PROBLEM DESCRIPTION => Find every line containing "bird" in the records below and report the tally as a bare number.

= = = = =

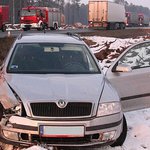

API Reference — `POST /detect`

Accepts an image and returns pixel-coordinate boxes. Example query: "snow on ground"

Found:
[85,36,141,53]
[26,107,150,150]
[25,36,150,150]
[84,36,144,73]
[5,24,88,31]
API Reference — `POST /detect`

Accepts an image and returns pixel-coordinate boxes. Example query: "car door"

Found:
[106,41,150,111]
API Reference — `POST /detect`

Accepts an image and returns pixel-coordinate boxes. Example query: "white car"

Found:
[106,40,150,111]
[0,33,127,149]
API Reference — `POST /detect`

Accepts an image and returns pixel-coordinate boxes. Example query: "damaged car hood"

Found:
[5,74,104,104]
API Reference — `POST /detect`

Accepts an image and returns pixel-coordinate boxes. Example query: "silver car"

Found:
[0,33,127,149]
[106,40,150,111]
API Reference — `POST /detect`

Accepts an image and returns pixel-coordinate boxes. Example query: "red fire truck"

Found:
[20,6,63,31]
[0,5,9,32]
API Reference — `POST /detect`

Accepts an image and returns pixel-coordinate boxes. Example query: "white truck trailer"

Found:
[88,0,126,29]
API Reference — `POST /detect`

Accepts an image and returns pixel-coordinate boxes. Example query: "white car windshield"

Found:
[7,43,100,74]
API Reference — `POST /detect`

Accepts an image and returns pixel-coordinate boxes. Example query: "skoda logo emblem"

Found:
[57,100,67,108]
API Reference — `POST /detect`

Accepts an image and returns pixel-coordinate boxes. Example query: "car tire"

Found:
[111,115,127,147]
[119,23,125,30]
[1,24,6,32]
[23,28,28,31]
[54,23,58,30]
[37,23,44,31]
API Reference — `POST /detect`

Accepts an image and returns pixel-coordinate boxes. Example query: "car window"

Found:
[21,9,36,16]
[7,43,100,74]
[118,42,150,69]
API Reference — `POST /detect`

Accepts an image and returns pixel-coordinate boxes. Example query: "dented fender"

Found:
[0,77,19,109]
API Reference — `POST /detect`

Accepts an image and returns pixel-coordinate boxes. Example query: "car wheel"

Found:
[119,23,125,30]
[43,23,48,30]
[23,28,28,31]
[37,23,44,31]
[1,24,6,32]
[111,115,127,147]
[54,23,58,30]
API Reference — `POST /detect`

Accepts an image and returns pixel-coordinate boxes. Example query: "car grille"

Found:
[31,134,92,144]
[24,20,32,24]
[30,102,92,117]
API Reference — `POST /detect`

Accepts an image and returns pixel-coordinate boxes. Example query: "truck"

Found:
[88,0,126,30]
[0,5,9,32]
[20,6,63,31]
[139,13,150,27]
[125,12,150,27]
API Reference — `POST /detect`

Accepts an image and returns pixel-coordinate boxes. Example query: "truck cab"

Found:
[20,6,62,31]
[20,6,47,31]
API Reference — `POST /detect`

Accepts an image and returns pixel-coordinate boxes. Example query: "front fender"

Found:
[0,78,19,109]
[100,77,120,103]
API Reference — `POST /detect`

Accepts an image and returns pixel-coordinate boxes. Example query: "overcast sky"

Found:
[81,0,150,9]
[126,0,150,8]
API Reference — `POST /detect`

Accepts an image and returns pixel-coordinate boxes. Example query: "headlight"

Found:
[15,103,22,116]
[97,102,121,117]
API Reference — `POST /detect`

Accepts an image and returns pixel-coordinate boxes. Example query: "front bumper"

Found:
[0,113,123,148]
[20,23,39,29]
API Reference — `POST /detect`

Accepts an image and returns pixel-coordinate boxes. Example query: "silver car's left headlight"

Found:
[97,102,121,117]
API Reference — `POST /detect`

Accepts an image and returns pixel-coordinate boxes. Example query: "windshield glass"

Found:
[7,43,100,74]
[21,9,36,16]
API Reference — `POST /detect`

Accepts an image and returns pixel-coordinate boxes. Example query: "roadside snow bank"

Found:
[83,36,145,73]
[124,108,150,150]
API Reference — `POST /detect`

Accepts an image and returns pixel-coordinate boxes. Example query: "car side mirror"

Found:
[115,64,132,72]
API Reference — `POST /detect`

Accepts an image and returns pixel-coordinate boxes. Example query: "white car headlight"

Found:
[15,103,22,116]
[97,102,121,117]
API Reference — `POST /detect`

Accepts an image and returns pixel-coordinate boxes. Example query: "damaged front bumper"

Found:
[0,114,123,148]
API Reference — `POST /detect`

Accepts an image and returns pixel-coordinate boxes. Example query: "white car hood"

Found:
[6,74,104,104]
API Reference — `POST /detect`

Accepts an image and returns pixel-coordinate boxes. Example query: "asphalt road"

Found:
[0,27,150,38]
[0,28,94,38]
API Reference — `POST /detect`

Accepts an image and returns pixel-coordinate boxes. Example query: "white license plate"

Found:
[39,126,85,137]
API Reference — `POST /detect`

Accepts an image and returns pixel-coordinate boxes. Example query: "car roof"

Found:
[16,32,85,45]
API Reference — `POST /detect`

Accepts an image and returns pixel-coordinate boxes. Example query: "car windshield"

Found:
[7,43,100,74]
[21,9,36,16]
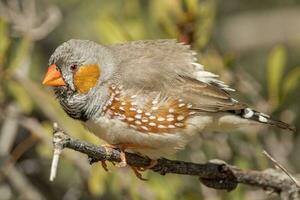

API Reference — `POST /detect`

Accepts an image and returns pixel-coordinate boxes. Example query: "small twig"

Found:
[50,123,300,199]
[0,0,61,40]
[0,104,19,156]
[49,123,65,181]
[263,150,300,188]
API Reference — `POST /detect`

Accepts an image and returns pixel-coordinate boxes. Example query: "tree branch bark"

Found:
[51,124,299,200]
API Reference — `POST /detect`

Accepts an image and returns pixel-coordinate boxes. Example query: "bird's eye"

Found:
[70,64,78,71]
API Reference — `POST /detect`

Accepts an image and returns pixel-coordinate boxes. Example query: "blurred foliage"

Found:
[0,0,299,200]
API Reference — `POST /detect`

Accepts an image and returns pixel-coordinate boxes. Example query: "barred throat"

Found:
[54,87,101,121]
[230,107,296,132]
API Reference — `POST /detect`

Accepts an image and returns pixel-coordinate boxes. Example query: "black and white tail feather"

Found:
[230,108,296,132]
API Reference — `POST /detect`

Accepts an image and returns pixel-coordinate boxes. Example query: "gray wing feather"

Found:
[109,39,244,112]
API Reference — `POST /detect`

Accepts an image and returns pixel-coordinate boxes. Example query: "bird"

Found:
[42,39,295,177]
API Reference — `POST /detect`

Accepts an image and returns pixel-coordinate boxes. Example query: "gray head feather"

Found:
[49,39,114,120]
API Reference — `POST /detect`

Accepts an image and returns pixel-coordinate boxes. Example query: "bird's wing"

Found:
[173,75,246,112]
[109,39,244,113]
[107,40,295,132]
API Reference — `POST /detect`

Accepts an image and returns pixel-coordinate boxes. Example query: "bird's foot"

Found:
[131,166,148,181]
[138,159,158,171]
[100,143,157,181]
[101,160,109,172]
[115,149,127,167]
[101,143,127,168]
[129,159,157,181]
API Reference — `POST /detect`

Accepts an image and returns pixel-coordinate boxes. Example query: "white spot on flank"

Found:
[151,106,158,111]
[115,90,120,94]
[175,123,184,127]
[107,100,113,106]
[129,107,136,111]
[149,116,156,120]
[152,100,158,105]
[168,125,176,129]
[141,118,148,123]
[259,115,268,123]
[145,112,151,116]
[129,124,137,129]
[141,126,149,131]
[157,117,165,122]
[187,104,192,108]
[115,97,120,101]
[167,114,174,118]
[178,99,184,102]
[113,112,119,116]
[121,102,126,106]
[169,108,175,113]
[158,125,166,129]
[149,122,156,127]
[179,103,185,108]
[177,115,185,121]
[131,102,137,106]
[111,106,115,110]
[131,95,137,99]
[119,106,125,111]
[135,120,142,125]
[136,109,143,114]
[243,108,254,119]
[127,117,134,122]
[167,118,174,122]
[189,111,196,115]
[135,114,142,119]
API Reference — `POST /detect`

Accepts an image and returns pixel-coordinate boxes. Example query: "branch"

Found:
[50,123,299,199]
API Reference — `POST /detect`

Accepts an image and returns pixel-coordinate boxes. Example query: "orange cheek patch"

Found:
[74,64,100,93]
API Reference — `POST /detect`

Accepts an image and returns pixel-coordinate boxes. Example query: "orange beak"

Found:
[42,64,66,86]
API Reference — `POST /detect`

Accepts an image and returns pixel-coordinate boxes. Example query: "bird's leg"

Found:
[115,147,127,167]
[101,161,109,172]
[131,166,148,181]
[101,143,127,168]
[100,143,156,180]
[128,158,158,181]
[99,144,118,172]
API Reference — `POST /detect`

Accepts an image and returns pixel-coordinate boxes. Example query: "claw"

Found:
[101,144,127,168]
[129,160,157,180]
[101,160,109,172]
[131,166,148,181]
[99,143,156,181]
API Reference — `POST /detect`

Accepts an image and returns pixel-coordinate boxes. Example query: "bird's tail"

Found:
[231,107,296,132]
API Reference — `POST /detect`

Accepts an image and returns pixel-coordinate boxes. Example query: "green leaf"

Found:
[267,45,287,108]
[0,19,10,65]
[282,66,300,98]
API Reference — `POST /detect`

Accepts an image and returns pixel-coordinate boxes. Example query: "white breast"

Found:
[84,116,197,158]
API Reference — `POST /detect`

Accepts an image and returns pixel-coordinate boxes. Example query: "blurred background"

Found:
[0,0,299,199]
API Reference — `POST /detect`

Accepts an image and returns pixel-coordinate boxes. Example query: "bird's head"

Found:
[42,39,115,94]
[42,39,116,120]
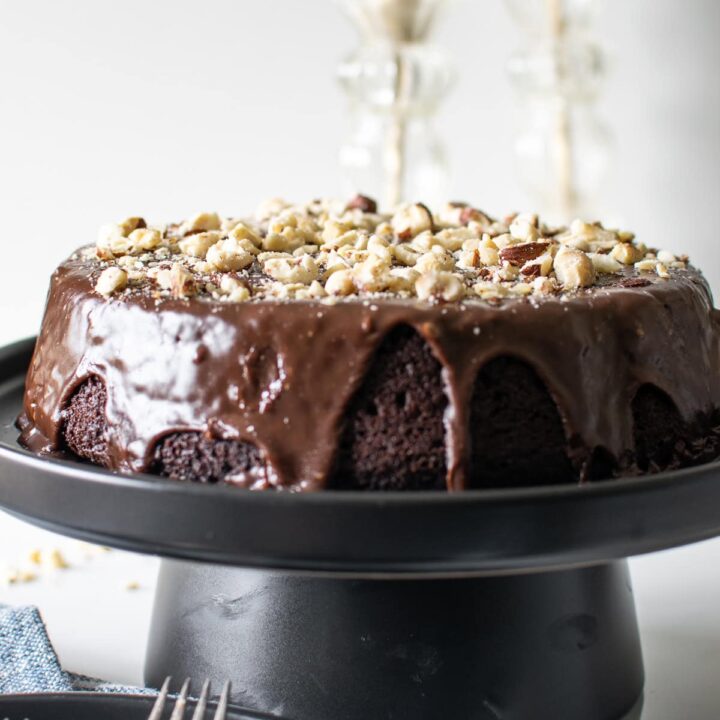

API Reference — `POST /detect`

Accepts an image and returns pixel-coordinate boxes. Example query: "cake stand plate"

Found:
[2,337,720,575]
[1,338,718,720]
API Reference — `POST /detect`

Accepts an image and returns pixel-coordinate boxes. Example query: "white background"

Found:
[0,0,719,344]
[0,1,719,718]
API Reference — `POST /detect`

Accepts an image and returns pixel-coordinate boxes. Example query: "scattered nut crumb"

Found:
[49,549,69,570]
[4,568,38,585]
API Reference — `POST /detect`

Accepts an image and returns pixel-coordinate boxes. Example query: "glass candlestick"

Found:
[506,0,612,222]
[337,0,454,209]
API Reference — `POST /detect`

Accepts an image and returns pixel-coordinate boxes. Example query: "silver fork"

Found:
[147,676,231,720]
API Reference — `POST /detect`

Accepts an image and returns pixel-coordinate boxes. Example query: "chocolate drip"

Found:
[19,256,720,491]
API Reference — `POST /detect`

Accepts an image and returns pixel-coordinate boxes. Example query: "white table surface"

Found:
[0,512,718,719]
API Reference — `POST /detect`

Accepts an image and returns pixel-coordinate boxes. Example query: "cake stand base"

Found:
[145,560,644,720]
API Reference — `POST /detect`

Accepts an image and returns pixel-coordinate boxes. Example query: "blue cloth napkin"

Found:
[0,604,151,695]
[0,605,71,693]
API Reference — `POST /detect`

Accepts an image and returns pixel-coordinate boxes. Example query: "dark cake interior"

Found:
[468,356,575,488]
[329,325,448,491]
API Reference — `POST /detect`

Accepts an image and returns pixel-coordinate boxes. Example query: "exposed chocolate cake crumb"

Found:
[152,432,265,486]
[632,385,685,472]
[469,357,575,488]
[61,377,110,467]
[329,325,448,491]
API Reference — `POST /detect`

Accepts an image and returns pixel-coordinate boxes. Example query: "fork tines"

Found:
[148,677,231,720]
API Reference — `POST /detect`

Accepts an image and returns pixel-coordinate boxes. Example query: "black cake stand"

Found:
[1,338,719,720]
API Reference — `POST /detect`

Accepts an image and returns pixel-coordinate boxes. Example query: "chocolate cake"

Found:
[18,197,720,491]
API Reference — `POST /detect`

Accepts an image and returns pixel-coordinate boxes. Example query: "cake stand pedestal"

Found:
[146,560,643,720]
[2,339,718,720]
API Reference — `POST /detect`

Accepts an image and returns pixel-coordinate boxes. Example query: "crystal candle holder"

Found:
[337,0,454,208]
[506,0,613,222]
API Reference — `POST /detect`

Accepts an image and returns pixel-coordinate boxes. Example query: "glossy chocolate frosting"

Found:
[19,253,720,491]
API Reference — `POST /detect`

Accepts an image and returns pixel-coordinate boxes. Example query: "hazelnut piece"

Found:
[95,267,128,296]
[391,203,433,240]
[346,194,378,213]
[553,248,596,289]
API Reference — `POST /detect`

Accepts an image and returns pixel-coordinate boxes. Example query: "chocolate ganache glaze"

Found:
[18,199,720,491]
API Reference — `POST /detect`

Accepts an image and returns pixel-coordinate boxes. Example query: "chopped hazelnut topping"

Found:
[263,254,319,285]
[128,228,162,253]
[392,244,421,267]
[86,195,684,305]
[325,269,356,296]
[182,212,221,234]
[118,217,146,235]
[206,238,254,272]
[473,281,508,300]
[532,276,557,295]
[178,231,222,259]
[391,203,433,240]
[509,213,539,243]
[157,263,195,299]
[553,248,596,290]
[635,259,658,273]
[95,267,128,296]
[499,242,549,266]
[611,243,643,265]
[510,282,533,296]
[478,236,500,266]
[521,253,553,278]
[353,254,391,292]
[367,235,392,262]
[587,252,622,274]
[96,224,131,258]
[219,276,250,302]
[229,222,262,247]
[415,248,455,274]
[346,194,377,213]
[416,271,465,302]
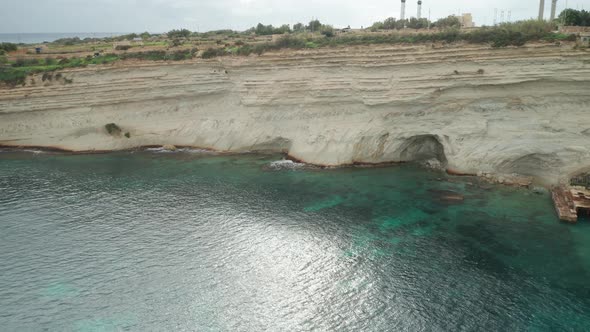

= = = = =

SOLUTION TO THE PROBLEM => 7